» TO DO
a) Sum up the notebook in two sentences.
b) Copy the notebook from "This notebook will" to "to read from.", putting "guide" in place of "notebook" each time it appears.

» QUOTED TEXT
▽
## Overview

This notebook will show you how to create and query a table or DataFrame that you uploaded to DBFS. [DBFS](https://docs.databricks.com/user-guide/dbfs-databricks-file-system.html) is a Databricks File System that allows you to store data for querying inside of Databricks. This notebook assumes that you have a file already inside of DBFS that you would like to read from.

This notebook is written in **Python** so the default cell type is Python. However, you can use different languages by using the `%LANGUAGE` syntax. Python, Scala, SQL, and R are all supported.

I intialized the spark session, because it's necessary for performing the distributed data processing using Apache Spark.

In [0]:
from pyspark.sql import SparkSession

# Initializing the Spark session
spark = SparkSession.builder.appName("DataIntegration").getOrCreate()
print("Spark session created")

In [0]:
# Loading the dataset
file_path = "/FileStore/tables/Reviews/Reviews.csv"
df = spark.read.csv(file_path, header=True, inferSchema=True)
print("Dataset loaded")
df.show(5)

Dataset loaded
+---+----------+--------------+--------------------+--------------------+----------------------+-----+----------+--------------------+--------------------+
| Id| ProductId|        UserId|         ProfileName|HelpfulnessNumerator|HelpfulnessDenominator|Score|      Time|             Summary|                Text|
+---+----------+--------------+--------------------+--------------------+----------------------+-----+----------+--------------------+--------------------+
|  1|B001E4KFG0|A3SGXH7AUHU8GW|          delmartian|                   1|                     1|    5|1303862400|Good Quality Dog ...|I have bought sev...|
|  2|B00813GRG4|A1D87F6ZCVE5NK|              dll pa|                   0|                     0|    1|1346976000|   Not as Advertised|"Product arrived ...|
|  3|B000LQOCH0| ABXLMWJIXXAIN|"Natalia Corres "...|                   1|                     1|    4|1219017600|"""Delight"" says...|"This is a confec...|
|  4|B000UA0QIQ|A395BORC6FGVXV|                Ka

I then dropped rows with missing values to ensure data quality. I then proceeded to select relevant columns needed for analysis.

In [0]:
# Data Preprocessing: Dropping the rows with missing values and selecting the relevant columns
df = df.dropna()
df = df.select("Id", "ProductId", "UserId", "ProfileName", "HelpfulnessNumerator", "HelpfulnessDenominator", "Score", "Time", "Summary", "Text")
print("Data preprocessing completed")
df.show(5)
△
(Entries from a point annotation set)
▽
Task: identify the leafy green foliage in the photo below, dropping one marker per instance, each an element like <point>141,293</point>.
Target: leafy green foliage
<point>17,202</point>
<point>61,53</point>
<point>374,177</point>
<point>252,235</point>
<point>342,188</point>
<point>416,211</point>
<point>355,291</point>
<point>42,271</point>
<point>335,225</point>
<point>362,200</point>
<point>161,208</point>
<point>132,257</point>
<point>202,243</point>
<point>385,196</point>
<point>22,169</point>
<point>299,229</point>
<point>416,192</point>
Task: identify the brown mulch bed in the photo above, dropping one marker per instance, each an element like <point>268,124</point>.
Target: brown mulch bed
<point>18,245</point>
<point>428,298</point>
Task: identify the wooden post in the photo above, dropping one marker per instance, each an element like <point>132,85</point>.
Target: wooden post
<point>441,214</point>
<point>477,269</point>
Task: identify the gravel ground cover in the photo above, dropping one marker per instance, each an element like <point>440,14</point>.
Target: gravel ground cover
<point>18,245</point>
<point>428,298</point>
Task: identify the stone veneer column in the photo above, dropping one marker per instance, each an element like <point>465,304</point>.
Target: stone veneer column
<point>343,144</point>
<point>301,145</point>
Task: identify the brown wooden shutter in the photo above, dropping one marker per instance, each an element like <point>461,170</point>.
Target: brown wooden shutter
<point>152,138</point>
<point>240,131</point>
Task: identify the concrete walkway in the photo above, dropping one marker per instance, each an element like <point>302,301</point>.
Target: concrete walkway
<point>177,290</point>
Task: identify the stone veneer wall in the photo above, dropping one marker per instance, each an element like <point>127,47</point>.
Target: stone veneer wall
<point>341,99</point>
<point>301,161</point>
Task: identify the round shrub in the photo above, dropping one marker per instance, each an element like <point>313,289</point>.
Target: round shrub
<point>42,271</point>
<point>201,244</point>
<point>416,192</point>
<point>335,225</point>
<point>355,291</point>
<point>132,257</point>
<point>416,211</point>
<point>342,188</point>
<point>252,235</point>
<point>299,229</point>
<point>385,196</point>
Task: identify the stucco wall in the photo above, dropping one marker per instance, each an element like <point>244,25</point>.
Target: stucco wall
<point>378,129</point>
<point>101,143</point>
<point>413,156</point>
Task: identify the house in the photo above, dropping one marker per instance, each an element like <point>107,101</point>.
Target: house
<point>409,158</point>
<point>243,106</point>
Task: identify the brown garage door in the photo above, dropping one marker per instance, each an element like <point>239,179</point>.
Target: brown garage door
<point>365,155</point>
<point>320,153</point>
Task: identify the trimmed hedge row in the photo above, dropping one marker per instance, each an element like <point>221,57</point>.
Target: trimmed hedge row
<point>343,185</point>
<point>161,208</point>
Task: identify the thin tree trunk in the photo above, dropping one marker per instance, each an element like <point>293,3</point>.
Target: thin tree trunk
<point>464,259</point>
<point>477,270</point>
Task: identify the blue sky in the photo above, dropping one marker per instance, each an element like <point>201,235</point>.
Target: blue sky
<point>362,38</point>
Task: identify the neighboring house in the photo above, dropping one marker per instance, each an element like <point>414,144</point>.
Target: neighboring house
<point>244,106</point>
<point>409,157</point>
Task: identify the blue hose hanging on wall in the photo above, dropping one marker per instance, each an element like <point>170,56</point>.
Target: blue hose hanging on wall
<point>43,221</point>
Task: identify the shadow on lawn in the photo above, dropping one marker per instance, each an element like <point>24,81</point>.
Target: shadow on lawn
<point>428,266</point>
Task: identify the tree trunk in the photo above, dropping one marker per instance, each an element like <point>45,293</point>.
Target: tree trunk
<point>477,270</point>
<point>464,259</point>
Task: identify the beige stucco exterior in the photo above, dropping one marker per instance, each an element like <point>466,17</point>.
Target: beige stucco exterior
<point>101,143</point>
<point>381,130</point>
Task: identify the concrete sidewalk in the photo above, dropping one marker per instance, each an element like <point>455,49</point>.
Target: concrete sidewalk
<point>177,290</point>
△
» WRITTEN RESPONSES
a) The notebook shows how to create and query a table or DataFrame from a file uploaded to DBFS. It is written in Python, and it initializes a Spark session, loads a reviews CSV file, drops rows with missing values, and selects the relevant columns for analysis.

b)
This guide will show you how to create and query a table or DataFrame that you uploaded to DBFS. [DBFS](https://docs.databricks.com/user-guide/dbfs-databricks-file-system.html) is a Databricks File System that allows you to store data for querying inside of Databricks. This guide assumes that you have a file already inside of DBFS that you would like to read from.